**OPDRACHT 1**
Waar bevond de verdachte zich volgens de passage over de gegooide voorwerpen toen hij met kracht gooide?
**OPDRACHT 2**
Vervolg de passage over de gegooide voorwerpen na de laatste zin.

**TEKSTFRAGMENT**
Uit de bovenstaande feiten en omstandigheden leidt het hof af dat de verdachte terwijl hij op de eerste verdieping van zijn woning was en verbalisanten op of onderaan de trap stonden met kracht een ladeblok, houten plank en bakstenen in de richting van verbalisanten heeft gegooid. Alle verbalisanten moesten voorwerpen ontwijken om te voorkomen dat ze zouden worden geraakt. Het is een feit van algemene bekendheid dat als een persoon met kracht door een baksteen, houten plank of ladeblok op het hoofd of het lichaam wordt geraakt de aanmerkelijke kans op het intreden van zwaar lichamelijk letsel in het leven wordt geroepen. De gedragingen van de verdachte zijn naar hun uiterlijke verschijningsvorm zo zeer gericht op het teweegbrengen van zwaar lichamelijk letsel dat het niet anders kan zijn dan dat de verdachte de aanmerkelijke kans op het desbetreffende gevolg heeft aanvaard.

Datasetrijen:
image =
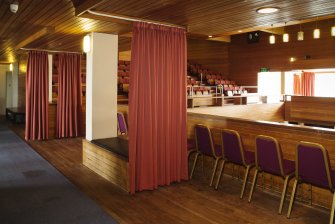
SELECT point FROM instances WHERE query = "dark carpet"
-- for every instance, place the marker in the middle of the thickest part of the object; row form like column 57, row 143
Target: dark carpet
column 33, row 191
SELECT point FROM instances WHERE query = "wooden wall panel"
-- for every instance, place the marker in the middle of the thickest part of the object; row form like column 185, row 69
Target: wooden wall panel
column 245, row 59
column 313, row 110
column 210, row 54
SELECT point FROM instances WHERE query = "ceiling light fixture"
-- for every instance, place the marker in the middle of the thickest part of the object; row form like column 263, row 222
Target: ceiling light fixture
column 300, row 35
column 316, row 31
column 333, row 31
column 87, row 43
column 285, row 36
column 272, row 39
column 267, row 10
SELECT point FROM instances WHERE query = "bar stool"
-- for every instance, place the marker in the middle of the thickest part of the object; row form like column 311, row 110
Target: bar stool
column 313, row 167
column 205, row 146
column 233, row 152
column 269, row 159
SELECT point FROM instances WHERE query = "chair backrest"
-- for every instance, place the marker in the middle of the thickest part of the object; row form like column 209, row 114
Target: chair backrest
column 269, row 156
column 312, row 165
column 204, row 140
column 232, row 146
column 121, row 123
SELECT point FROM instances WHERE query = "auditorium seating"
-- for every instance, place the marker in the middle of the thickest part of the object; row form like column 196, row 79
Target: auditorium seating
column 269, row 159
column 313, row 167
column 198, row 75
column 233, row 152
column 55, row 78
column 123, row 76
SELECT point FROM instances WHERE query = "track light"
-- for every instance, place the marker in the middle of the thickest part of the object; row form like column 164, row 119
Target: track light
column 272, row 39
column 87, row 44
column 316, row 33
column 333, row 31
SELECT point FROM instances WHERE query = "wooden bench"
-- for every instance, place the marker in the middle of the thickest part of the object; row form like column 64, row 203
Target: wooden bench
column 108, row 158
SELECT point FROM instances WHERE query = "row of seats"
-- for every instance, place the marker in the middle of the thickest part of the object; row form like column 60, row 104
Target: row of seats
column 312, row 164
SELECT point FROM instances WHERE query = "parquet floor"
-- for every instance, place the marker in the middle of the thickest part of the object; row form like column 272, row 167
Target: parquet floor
* * *
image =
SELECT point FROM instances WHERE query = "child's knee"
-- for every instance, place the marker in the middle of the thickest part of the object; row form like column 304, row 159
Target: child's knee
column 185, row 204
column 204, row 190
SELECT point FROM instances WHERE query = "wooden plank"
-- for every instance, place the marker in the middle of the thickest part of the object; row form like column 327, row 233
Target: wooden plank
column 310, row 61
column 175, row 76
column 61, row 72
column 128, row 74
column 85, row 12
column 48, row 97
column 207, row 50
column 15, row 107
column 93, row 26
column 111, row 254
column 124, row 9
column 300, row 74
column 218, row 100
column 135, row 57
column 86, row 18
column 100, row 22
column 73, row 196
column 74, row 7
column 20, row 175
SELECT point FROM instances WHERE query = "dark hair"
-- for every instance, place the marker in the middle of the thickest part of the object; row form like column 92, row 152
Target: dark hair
--
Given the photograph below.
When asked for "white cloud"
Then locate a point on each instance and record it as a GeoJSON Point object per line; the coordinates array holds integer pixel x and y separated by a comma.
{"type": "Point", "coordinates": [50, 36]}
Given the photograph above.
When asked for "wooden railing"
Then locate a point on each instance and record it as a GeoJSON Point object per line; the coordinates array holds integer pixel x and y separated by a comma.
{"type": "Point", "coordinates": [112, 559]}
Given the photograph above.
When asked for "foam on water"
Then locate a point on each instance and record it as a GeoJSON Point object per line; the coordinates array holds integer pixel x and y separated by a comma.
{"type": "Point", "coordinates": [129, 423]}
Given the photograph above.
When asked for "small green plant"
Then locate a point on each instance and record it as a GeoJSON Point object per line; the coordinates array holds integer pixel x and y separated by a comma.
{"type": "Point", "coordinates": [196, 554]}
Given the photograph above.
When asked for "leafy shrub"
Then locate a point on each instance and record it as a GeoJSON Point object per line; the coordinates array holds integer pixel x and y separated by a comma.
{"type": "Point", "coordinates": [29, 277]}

**RESULTAAT 1**
Op de eerste verdieping van zijn woning.

**RESULTAAT 2**
Het hof komt aldus tot een bewezenverklaring van een poging tot het toebrengen van zwaar lichamelijk letsel.”
2.2.3
Bij de stukken bevindt zich een “Verzoek tot Schadevergoeding” met bijlagen van de in het cassatiemiddel genoemde benadeelde partijen. Dit formulier houdt telkens onder meer in:
“Immateriële schade (smartengeld)
(...)
€ 300 Conform onderbouwing in de begeleidende brief.”
2.2.4
De in dat formulier genoemde begeleidende brieven houden telkens onder meer in:
“Het persoonlijk relaas van iedere benadeelde partij is weergegeven in bijlage 1. (...)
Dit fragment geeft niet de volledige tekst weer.